** begin DATA SUPPLIED **

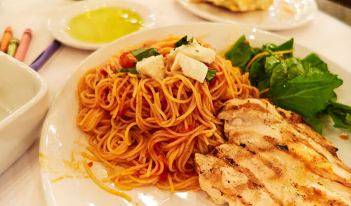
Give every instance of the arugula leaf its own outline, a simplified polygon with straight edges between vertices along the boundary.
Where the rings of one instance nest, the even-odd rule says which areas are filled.
[[[305,67],[314,72],[329,72],[327,65],[315,53],[311,53],[302,60]]]
[[[265,58],[261,57],[254,61],[250,67],[250,82],[253,86],[257,86],[260,91],[269,87],[270,85],[270,77],[268,74],[266,74],[265,70],[262,69],[265,62]]]
[[[138,60],[142,60],[143,58],[152,56],[159,55],[159,51],[154,47],[132,50],[131,51],[131,53],[133,54]]]
[[[336,96],[333,89],[342,84],[330,73],[301,75],[271,86],[268,96],[275,105],[313,118],[330,103]]]
[[[282,44],[278,46],[278,50],[277,51],[286,51],[286,50],[291,50],[293,49],[293,38],[290,39],[287,41]],[[284,56],[286,56],[289,57],[293,56],[293,53],[284,53]]]
[[[215,78],[216,74],[217,72],[215,70],[208,68],[205,77],[206,80],[207,80],[208,82],[212,81]]]
[[[245,72],[245,66],[250,60],[262,51],[261,49],[252,48],[246,40],[245,36],[241,36],[225,53],[225,58],[230,60],[233,65],[240,67],[243,72]]]
[[[178,41],[177,42],[176,42],[174,44],[174,46],[176,46],[176,48],[177,48],[177,47],[179,47],[183,44],[186,45],[186,44],[189,44],[190,43],[192,43],[192,41],[194,41],[194,37],[192,37],[189,41],[187,41],[187,35],[183,37],[182,39],[179,39],[179,41]]]
[[[351,106],[332,103],[326,110],[334,122],[335,127],[351,129]]]
[[[121,68],[118,70],[116,70],[112,74],[117,73],[117,72],[129,72],[133,75],[139,75],[139,72],[136,70],[135,68],[133,67],[123,67]]]
[[[304,121],[319,133],[322,127],[319,118],[329,115],[336,127],[351,130],[351,106],[336,103],[334,89],[343,81],[328,70],[326,63],[315,53],[303,59],[293,56],[293,39],[277,46],[265,44],[252,47],[241,36],[225,57],[233,66],[249,72],[251,84],[260,91],[269,89],[263,97],[270,98],[277,106],[301,115]],[[284,51],[289,53],[279,53]],[[265,52],[247,65],[257,54]]]

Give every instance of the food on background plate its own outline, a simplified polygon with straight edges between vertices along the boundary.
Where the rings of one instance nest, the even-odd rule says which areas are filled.
[[[194,154],[225,143],[216,117],[224,102],[258,98],[248,77],[199,39],[126,48],[78,84],[77,123],[93,157],[84,155],[104,162],[102,181],[119,189],[199,189]]]
[[[294,112],[232,99],[218,115],[227,142],[195,154],[200,186],[218,204],[349,205],[351,168]]]
[[[273,0],[191,0],[193,3],[208,2],[232,11],[267,10]]]

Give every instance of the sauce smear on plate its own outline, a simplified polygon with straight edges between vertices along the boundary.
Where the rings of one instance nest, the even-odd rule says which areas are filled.
[[[143,27],[139,14],[121,8],[102,8],[82,13],[68,23],[74,38],[89,43],[107,43]]]
[[[343,140],[348,140],[349,136],[345,133],[340,133],[339,134],[339,138]]]

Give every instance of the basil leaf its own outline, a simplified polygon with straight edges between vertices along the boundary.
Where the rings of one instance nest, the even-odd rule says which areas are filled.
[[[129,72],[133,75],[139,75],[136,69],[133,67],[123,67],[115,71],[113,73],[117,73],[117,72]]]
[[[174,46],[177,48],[182,45],[190,44],[190,43],[192,43],[192,41],[194,41],[194,37],[192,37],[189,41],[187,41],[187,35],[183,37],[182,39],[179,39],[179,41],[178,41],[174,44]]]
[[[145,58],[159,55],[159,51],[154,47],[132,50],[131,53],[138,60],[142,60]]]
[[[207,80],[208,82],[212,81],[215,78],[216,74],[217,72],[215,70],[208,68],[205,77],[206,80]]]

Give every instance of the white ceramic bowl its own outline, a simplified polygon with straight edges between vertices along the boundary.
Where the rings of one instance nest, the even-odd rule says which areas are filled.
[[[0,174],[39,136],[48,86],[23,63],[0,51]]]

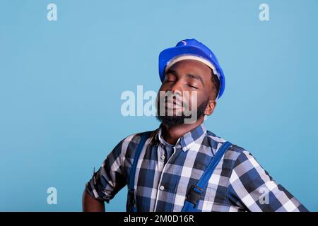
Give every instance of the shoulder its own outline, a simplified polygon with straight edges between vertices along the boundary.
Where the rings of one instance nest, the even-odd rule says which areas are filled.
[[[153,131],[146,131],[129,134],[122,139],[122,141],[117,143],[115,148],[120,150],[122,154],[126,155],[126,152],[131,153],[136,150],[143,136],[146,136],[147,140],[146,142],[147,143],[150,140],[153,139],[158,129]]]
[[[210,131],[207,131],[207,137],[211,145],[212,145],[211,148],[215,152],[216,152],[225,141],[230,141],[232,143],[232,145],[230,145],[226,151],[224,159],[228,161],[231,161],[232,168],[247,161],[252,162],[252,164],[257,165],[256,160],[252,153],[245,148],[241,147],[230,141],[227,141],[218,136]]]

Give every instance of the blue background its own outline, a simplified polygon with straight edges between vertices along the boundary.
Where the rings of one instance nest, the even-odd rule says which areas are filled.
[[[47,6],[57,6],[57,21]],[[261,4],[270,20],[259,19]],[[318,1],[0,1],[0,210],[79,211],[85,183],[153,117],[121,114],[124,90],[158,91],[158,56],[195,37],[226,88],[208,129],[250,151],[318,210]],[[57,189],[57,205],[47,189]],[[124,210],[124,189],[106,206]]]

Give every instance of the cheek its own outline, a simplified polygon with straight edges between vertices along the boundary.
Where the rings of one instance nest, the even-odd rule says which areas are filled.
[[[187,101],[189,102],[189,109],[192,110],[192,109],[198,108],[198,107],[205,101],[206,97],[201,92],[196,91],[196,93],[192,92],[192,93],[189,95],[188,98],[184,98],[186,101],[187,99],[188,99]]]

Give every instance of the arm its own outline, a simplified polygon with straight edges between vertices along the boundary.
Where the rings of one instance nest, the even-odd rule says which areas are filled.
[[[232,202],[249,211],[308,211],[246,150],[235,160],[228,193]]]
[[[86,189],[83,193],[82,206],[83,212],[105,212],[104,202],[90,196]]]
[[[98,172],[86,183],[82,197],[83,211],[105,211],[107,203],[126,185],[122,166],[124,139],[119,142],[103,161]]]

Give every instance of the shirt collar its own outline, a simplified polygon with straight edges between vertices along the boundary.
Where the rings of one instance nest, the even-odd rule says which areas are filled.
[[[161,137],[161,133],[163,125],[161,124],[158,129],[158,133],[155,134],[155,140],[158,143],[165,144],[163,138]],[[196,128],[182,135],[177,141],[175,144],[176,148],[181,148],[183,151],[187,151],[192,147],[196,143],[198,143],[198,141],[201,140],[203,136],[206,133],[206,129],[204,123],[201,124]]]

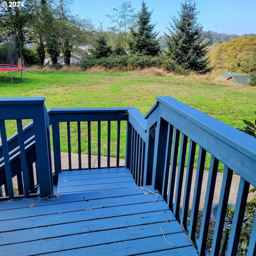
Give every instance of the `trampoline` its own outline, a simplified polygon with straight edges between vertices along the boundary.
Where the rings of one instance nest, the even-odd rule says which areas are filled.
[[[21,66],[18,64],[17,43],[19,43]],[[14,36],[8,37],[6,34],[0,36],[0,71],[10,71],[12,82],[12,71],[20,71],[23,80],[22,56],[21,43],[18,32]]]

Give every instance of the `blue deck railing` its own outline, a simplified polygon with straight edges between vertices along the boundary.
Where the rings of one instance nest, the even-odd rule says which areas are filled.
[[[170,97],[158,97],[145,117],[134,108],[51,109],[47,113],[44,102],[40,98],[0,101],[0,185],[6,199],[15,197],[14,177],[18,180],[21,196],[36,194],[38,186],[40,196],[52,194],[58,174],[64,169],[62,149],[68,152],[69,170],[94,168],[91,161],[94,154],[97,155],[95,168],[119,167],[120,156],[125,151],[126,166],[137,185],[152,184],[158,190],[200,255],[207,254],[211,210],[216,202],[214,195],[216,188],[220,187],[210,253],[217,255],[229,195],[231,190],[234,193],[231,187],[234,172],[240,178],[227,254],[236,254],[249,187],[256,186],[255,139]],[[22,132],[21,120],[28,118],[33,122]],[[17,120],[18,133],[7,139],[4,120],[9,119]],[[113,138],[114,145],[111,142]],[[122,149],[125,141],[125,149]],[[78,153],[75,163],[73,152]],[[88,156],[85,165],[82,160],[84,153]],[[106,166],[102,166],[102,155],[107,157]],[[111,156],[116,158],[112,166]],[[223,172],[222,184],[216,184],[220,170]],[[207,184],[203,186],[206,172]],[[2,190],[1,193],[2,196]],[[200,204],[203,212],[198,234]],[[255,255],[256,244],[254,223],[248,255]]]

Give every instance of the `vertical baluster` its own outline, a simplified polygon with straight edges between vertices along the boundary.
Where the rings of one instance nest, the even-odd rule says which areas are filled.
[[[200,146],[199,148],[198,160],[195,182],[195,189],[194,192],[191,216],[188,232],[189,236],[192,241],[194,241],[196,236],[196,229],[197,216],[199,208],[206,156],[206,151]]]
[[[116,167],[119,167],[119,160],[120,156],[120,121],[117,121],[117,137],[116,138]],[[127,142],[126,142],[127,143]],[[127,152],[127,151],[126,151]]]
[[[145,154],[146,154],[146,143],[142,140],[142,152],[141,160],[141,174],[140,174],[140,186],[144,186],[144,168],[145,168]]]
[[[2,186],[0,186],[0,196],[2,197],[4,196],[4,194],[3,193],[3,188]]]
[[[110,121],[108,121],[108,149],[107,152],[107,167],[110,167],[110,129],[111,123]]]
[[[128,121],[127,121],[126,123],[126,144],[125,146],[126,152],[125,156],[125,167],[126,168],[130,169],[131,171],[132,170],[132,127],[130,123]],[[120,143],[119,140],[119,145],[120,145]]]
[[[194,170],[194,163],[195,160],[196,147],[196,143],[192,140],[190,140],[188,159],[187,173],[186,174],[185,188],[184,189],[182,211],[180,218],[180,223],[183,225],[183,226],[185,228],[187,224],[187,219],[188,218],[189,199],[191,189],[191,183],[193,171]]]
[[[71,164],[71,141],[70,139],[70,122],[67,122],[67,129],[68,132],[68,168],[72,169]]]
[[[165,152],[164,160],[164,174],[162,189],[162,196],[164,199],[166,200],[167,198],[167,188],[170,173],[170,163],[172,152],[172,136],[173,134],[173,126],[168,123],[167,131],[166,149]]]
[[[205,251],[218,164],[218,160],[212,156],[198,248],[199,254],[202,254]]]
[[[256,219],[255,217],[250,238],[247,255],[256,255]]]
[[[164,163],[168,136],[168,122],[159,116],[156,130],[152,184],[162,194],[164,174]]]
[[[22,124],[21,119],[16,120],[17,127],[18,128],[18,136],[20,145],[20,161],[21,162],[21,169],[23,176],[23,182],[24,184],[24,192],[25,197],[29,197],[29,177],[28,176],[28,167],[25,151],[25,146],[24,145],[24,138],[23,137],[23,131],[22,130]]]
[[[100,143],[101,136],[100,136],[100,121],[98,121],[98,168],[99,169],[101,168],[100,166]]]
[[[133,164],[134,151],[134,128],[132,127],[132,143],[131,144],[131,173],[133,175]]]
[[[22,175],[21,172],[17,174],[17,183],[19,195],[23,195],[24,194],[24,188],[22,181]]]
[[[92,151],[91,148],[91,122],[87,122],[88,126],[88,169],[92,168]]]
[[[180,206],[180,197],[182,189],[182,182],[184,168],[185,168],[185,161],[186,154],[187,151],[188,144],[188,137],[182,133],[181,136],[181,143],[180,151],[179,158],[179,166],[176,184],[176,192],[175,193],[175,199],[173,208],[173,213],[177,220],[179,219]]]
[[[136,184],[137,186],[139,186],[140,184],[139,178],[140,175],[140,161],[141,161],[141,143],[140,140],[140,136],[138,134],[138,140],[137,140],[137,163],[136,169],[137,170],[137,174],[136,175]]]
[[[5,128],[5,124],[4,123],[4,120],[0,120],[0,133],[1,134],[1,138],[2,139],[4,161],[4,168],[6,178],[6,185],[8,188],[7,190],[6,190],[6,194],[7,190],[9,199],[12,199],[14,198],[14,194],[13,192],[12,180],[12,177],[11,164],[9,158],[9,149],[8,148],[8,143],[7,142],[7,137]]]
[[[28,173],[29,174],[29,182],[30,188],[30,192],[31,194],[33,194],[35,192],[35,181],[34,180],[33,164],[30,164],[29,166]]]
[[[227,252],[228,256],[236,254],[249,188],[250,183],[240,177]]]
[[[60,123],[59,122],[58,118],[56,118],[55,115],[52,116],[51,117],[51,121],[52,122],[52,142],[53,143],[53,152],[54,160],[55,175],[54,182],[54,185],[57,185],[58,184],[58,177],[59,175],[59,173],[61,172],[62,170],[61,156],[60,154]],[[32,166],[32,169],[33,169]],[[30,188],[32,189],[31,186]]]
[[[82,159],[81,157],[81,124],[80,122],[77,122],[77,138],[78,147],[78,169],[82,169]]]
[[[170,184],[169,184],[169,190],[168,192],[168,196],[167,197],[167,204],[171,210],[172,210],[173,207],[172,203],[174,190],[175,176],[176,175],[176,168],[177,167],[178,153],[180,143],[180,131],[175,128],[174,130],[173,145],[172,146],[173,149],[172,154],[172,164],[171,165]]]
[[[211,255],[212,256],[219,255],[232,176],[232,170],[225,166],[212,244]]]
[[[138,185],[138,176],[139,175],[138,165],[140,161],[140,135],[136,132],[136,156],[135,161],[135,175],[134,180]]]

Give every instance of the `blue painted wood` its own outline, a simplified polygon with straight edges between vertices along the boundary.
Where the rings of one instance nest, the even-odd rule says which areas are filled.
[[[190,196],[192,176],[194,170],[194,163],[195,155],[196,154],[196,143],[192,140],[190,140],[188,158],[187,172],[186,176],[186,181],[185,182],[185,187],[184,188],[182,210],[180,217],[180,223],[183,225],[183,226],[185,228],[186,228],[187,226],[188,205]]]
[[[253,137],[171,97],[157,99],[163,118],[256,186]]]
[[[1,102],[0,101],[0,103]],[[12,170],[9,157],[9,149],[8,148],[7,137],[4,120],[0,120],[0,133],[1,134],[2,144],[3,147],[5,174],[6,184],[7,185],[7,188],[6,187],[5,188],[6,194],[8,194],[9,198],[10,199],[12,199],[14,198],[14,195],[13,192],[13,188],[12,187]]]
[[[173,208],[173,197],[174,194],[175,176],[176,175],[176,168],[178,158],[178,151],[180,143],[180,132],[177,129],[174,130],[173,144],[172,145],[172,152],[171,161],[171,170],[170,173],[170,182],[169,185],[168,196],[167,197],[167,204],[170,208],[172,210]]]
[[[119,160],[120,155],[120,130],[121,128],[121,122],[117,121],[117,134],[116,138],[116,167],[119,167]],[[126,142],[127,141],[126,140]],[[127,151],[126,151],[127,152]]]
[[[129,122],[126,124],[126,139],[125,147],[125,167],[132,170],[132,126]]]
[[[132,108],[128,110],[128,121],[139,134],[142,140],[146,139],[147,121],[143,115],[136,108]]]
[[[167,199],[167,192],[170,174],[170,163],[172,152],[172,136],[173,135],[173,126],[168,123],[167,131],[166,150],[164,160],[164,180],[163,182],[162,196],[165,200]]]
[[[185,161],[186,160],[186,154],[187,150],[187,143],[188,137],[186,135],[184,135],[184,134],[182,134],[176,184],[175,199],[173,207],[173,214],[177,220],[179,219],[180,215],[180,198],[182,189],[182,182],[183,181],[183,175],[184,173],[184,168],[185,168]]]
[[[162,194],[168,130],[168,123],[159,116],[156,130],[152,185]]]
[[[23,138],[23,132],[22,131],[22,124],[21,119],[17,119],[16,122],[17,127],[18,128],[19,144],[20,144],[21,168],[23,177],[24,194],[25,194],[25,197],[29,197],[29,191],[30,190],[29,176],[28,173],[28,170],[27,166],[26,152],[25,150],[25,146],[24,145],[24,138]],[[20,194],[20,193],[19,193],[19,194]],[[23,193],[22,194],[23,194]]]
[[[80,122],[77,122],[77,138],[78,154],[78,169],[82,169],[82,160],[81,158],[81,124]]]
[[[250,183],[241,178],[227,252],[228,256],[236,255],[237,251],[249,188]]]
[[[54,116],[53,116],[54,117]],[[52,131],[52,142],[54,162],[55,175],[54,179],[54,184],[58,182],[59,173],[61,172],[61,157],[60,156],[60,123],[56,118],[51,118]]]
[[[88,121],[88,169],[92,168],[91,150],[91,122]]]
[[[110,121],[108,121],[108,142],[107,149],[107,167],[110,167]]]
[[[205,193],[204,205],[201,224],[202,228],[200,230],[199,243],[197,248],[197,250],[199,254],[202,254],[204,253],[205,250],[218,164],[218,160],[212,156],[208,175],[207,186]]]
[[[70,122],[67,122],[67,134],[68,140],[68,168],[72,169],[71,162],[71,142],[70,138]]]
[[[197,216],[199,208],[199,202],[200,202],[203,175],[204,170],[206,155],[206,151],[201,147],[200,147],[196,180],[195,181],[195,188],[194,191],[193,202],[192,203],[193,207],[191,210],[191,216],[188,232],[188,236],[192,240],[194,240],[196,236]]]
[[[100,167],[100,146],[101,143],[100,121],[98,121],[98,168]]]
[[[225,166],[223,172],[215,228],[212,238],[211,254],[214,256],[219,255],[232,176],[233,171]]]

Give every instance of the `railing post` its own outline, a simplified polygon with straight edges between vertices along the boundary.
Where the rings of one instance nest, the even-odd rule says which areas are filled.
[[[37,175],[41,197],[52,194],[52,175],[49,152],[47,130],[49,130],[49,116],[44,104],[38,106],[38,115],[34,118],[36,150],[37,162]]]

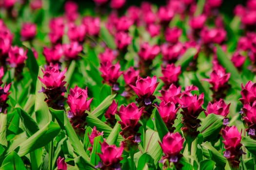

** end DATA SUPPLIED **

◆ WHAT IS NEEDED:
Report how many lines in the material contain the word "blue".

◆ SOLUTION FOR THIS PROBLEM:
3